Indicación 1:
Enumera todas las situaciones que el texto sobre San Antonio introduce con la palabra «Cuando».

Texto extraído:
━━━━━━━━━━━━━━━━━━━━

Hace un tiempo participé en un encuentro donde asistieron unos franciscanos de Lisboa. En medio de la conversación les conté que en mi Parroquia inauguramos un altar dedicado a San Antonio. Uno de ellos con tono algo irónico me dijo: «San Antonio de Padua que decís vosotros, pero que realmente es de Lisboa. Esos italianos se lo apropian todo». Y es cierto este dato, la mayoría de personas ubica a San Antonio en Padua, en el lugar donde murió, y no donde nació y recibió su formación: Lisboa. Y eso que, habitualmente, decimos que la gente es de donde nació, no de donde murió.
Este hecho me ha llevado a reflexionar que en general nos resulta difícil aceptar gente de otros países y considerarlos como si fueran del nuestro, a no ser que sus méritos sean tantos que queremos que sea uno de los nuestros. A todo aquel que viene de lejos, le queremos en casa, pero siempre y cuando haya demostrado sobradamente su capacidad. De este modo, convertimos su estancia entre nosotros en una carrera de méritos para llegar a sentirse acogido e integrado. En Padua están contentos con San Antonio, en Lisboa también, y se alegran de que haya quedado asociado su nombre a aquella ciudad, aunque les sabe mal que casi nadie conozca su verdadero origen. El resto estamos contentos y agradecidos de su tarea y de sus obras.
Pero a menudo, lo que más experimentamos en las sociedades en las que vivimos, es que no nos alegramos de la llegada de personas de otros países. No queremos compartir con ellos la riqueza de las cosas que nos pueden aportar y de las que les podemos ofrecer. Nos hemos convertido en sociedades muy exigentes que pedimos un comportamiento exquisito a los que llegan y que muchas veces, por más que ellos lo quieran, no podrán dar. Cuando uno está pensando en sobrevivir no puedes ir a pedirle según qué cosas, al menos dale tiempo para rehacerse y adaptarse. Cuando alguien echa de menos a sus seres queridos no podemos pedirle que esté contento y trabaje como si todas las cosas le fueran bien. Cuando alguien no tiene un euro en el bolsillo, no podemos esperar que no pida o decirle que venga más tarde, incluso otro día, porque no tenemos tiempo para atenderle. Es cierto que él tiene que entender la situación que estamos viviendo nosotros, pero a nosotros nos toca hacer un esfuerzo mayor para ponernos en su piel y tratar de comprenderle.

━━━━━━━━━━━━━━━━━━━━

Material extraído:
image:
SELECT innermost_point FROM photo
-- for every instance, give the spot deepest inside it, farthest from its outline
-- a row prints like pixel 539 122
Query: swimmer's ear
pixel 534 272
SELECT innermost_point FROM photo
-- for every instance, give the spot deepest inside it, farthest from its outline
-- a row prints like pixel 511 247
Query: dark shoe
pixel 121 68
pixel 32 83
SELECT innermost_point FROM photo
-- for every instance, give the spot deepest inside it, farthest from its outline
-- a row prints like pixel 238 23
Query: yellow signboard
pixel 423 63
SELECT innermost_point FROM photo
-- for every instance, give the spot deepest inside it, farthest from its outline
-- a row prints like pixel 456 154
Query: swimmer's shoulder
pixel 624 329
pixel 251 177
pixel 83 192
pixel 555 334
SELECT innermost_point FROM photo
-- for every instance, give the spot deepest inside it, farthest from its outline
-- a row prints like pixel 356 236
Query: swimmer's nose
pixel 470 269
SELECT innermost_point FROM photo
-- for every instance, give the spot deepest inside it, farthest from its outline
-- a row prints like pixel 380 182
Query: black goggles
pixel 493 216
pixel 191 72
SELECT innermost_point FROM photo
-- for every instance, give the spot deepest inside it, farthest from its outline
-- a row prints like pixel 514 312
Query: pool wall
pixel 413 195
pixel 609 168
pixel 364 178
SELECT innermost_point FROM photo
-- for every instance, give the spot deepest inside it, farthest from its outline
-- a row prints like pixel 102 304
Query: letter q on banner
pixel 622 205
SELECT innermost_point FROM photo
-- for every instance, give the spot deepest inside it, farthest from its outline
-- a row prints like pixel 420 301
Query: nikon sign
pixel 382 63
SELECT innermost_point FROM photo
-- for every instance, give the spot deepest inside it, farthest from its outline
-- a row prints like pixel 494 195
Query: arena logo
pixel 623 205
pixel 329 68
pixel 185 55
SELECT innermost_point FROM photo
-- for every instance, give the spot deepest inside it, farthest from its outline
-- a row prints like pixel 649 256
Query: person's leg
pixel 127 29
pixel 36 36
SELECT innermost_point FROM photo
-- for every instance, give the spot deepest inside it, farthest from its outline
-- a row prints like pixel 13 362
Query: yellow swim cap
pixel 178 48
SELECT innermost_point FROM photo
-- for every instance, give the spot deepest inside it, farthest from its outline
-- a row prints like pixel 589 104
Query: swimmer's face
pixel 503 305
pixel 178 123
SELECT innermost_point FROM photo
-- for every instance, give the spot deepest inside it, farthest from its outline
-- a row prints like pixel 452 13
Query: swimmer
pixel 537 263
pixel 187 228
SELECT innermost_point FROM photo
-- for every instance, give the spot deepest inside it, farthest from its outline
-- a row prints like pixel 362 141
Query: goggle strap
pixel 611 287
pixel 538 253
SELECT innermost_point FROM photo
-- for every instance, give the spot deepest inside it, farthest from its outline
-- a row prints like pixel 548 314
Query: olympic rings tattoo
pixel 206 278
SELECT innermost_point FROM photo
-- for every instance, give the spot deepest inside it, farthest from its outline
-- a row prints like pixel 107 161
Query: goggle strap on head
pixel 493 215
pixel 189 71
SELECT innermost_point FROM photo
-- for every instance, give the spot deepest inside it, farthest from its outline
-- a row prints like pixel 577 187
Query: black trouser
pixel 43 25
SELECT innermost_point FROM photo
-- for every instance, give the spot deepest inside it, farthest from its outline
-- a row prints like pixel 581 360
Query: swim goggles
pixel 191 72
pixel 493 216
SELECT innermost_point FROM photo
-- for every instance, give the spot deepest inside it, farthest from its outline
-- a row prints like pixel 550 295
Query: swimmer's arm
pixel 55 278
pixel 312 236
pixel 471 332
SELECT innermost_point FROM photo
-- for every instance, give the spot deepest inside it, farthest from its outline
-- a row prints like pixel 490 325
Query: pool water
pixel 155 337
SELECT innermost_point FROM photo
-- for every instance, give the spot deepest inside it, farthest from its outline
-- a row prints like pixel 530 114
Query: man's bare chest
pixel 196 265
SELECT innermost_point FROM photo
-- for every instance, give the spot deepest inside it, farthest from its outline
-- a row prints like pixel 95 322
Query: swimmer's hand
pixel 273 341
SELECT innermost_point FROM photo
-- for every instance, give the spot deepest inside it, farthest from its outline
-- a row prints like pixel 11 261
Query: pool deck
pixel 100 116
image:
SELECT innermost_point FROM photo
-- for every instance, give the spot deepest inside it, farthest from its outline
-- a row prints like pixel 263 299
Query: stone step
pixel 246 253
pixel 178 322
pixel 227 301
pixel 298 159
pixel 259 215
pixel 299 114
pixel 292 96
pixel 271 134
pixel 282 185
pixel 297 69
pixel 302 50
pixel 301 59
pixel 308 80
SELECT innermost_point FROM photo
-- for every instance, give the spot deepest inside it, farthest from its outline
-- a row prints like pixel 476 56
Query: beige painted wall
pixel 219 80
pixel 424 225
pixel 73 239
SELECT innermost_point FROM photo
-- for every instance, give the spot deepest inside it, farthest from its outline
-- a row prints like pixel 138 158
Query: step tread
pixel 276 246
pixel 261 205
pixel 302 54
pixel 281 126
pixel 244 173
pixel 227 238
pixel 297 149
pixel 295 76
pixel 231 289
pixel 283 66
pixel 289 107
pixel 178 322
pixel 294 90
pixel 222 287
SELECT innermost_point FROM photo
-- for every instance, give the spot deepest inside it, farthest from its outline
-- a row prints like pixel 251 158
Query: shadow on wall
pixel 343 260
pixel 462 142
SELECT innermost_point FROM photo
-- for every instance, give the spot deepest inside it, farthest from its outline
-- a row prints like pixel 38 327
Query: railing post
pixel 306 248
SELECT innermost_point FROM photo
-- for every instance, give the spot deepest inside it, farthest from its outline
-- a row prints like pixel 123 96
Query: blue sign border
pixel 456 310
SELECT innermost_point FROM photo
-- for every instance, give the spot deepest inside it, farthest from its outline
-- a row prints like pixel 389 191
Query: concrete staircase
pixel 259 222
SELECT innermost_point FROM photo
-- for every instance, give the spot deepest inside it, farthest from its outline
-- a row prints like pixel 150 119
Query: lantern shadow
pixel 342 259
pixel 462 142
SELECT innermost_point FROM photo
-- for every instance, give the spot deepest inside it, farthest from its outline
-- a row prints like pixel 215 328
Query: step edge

━━━━━━━━━━━━━━━━━━━━

Indicación 2:
Reúne cada línea de las entradas que contenga la palabra "goggles", distinguiendo entre mayúsculas y minúsculas.

Resultado del ejercicio 1:
- Cuando uno está pensando en sobrevivir
- Cuando alguien echa de menos a sus seres queridos
- Cuando alguien no tiene un euro en el bolsillo

Resultado del ejercicio 2:
Query: black goggles
Query: swim goggles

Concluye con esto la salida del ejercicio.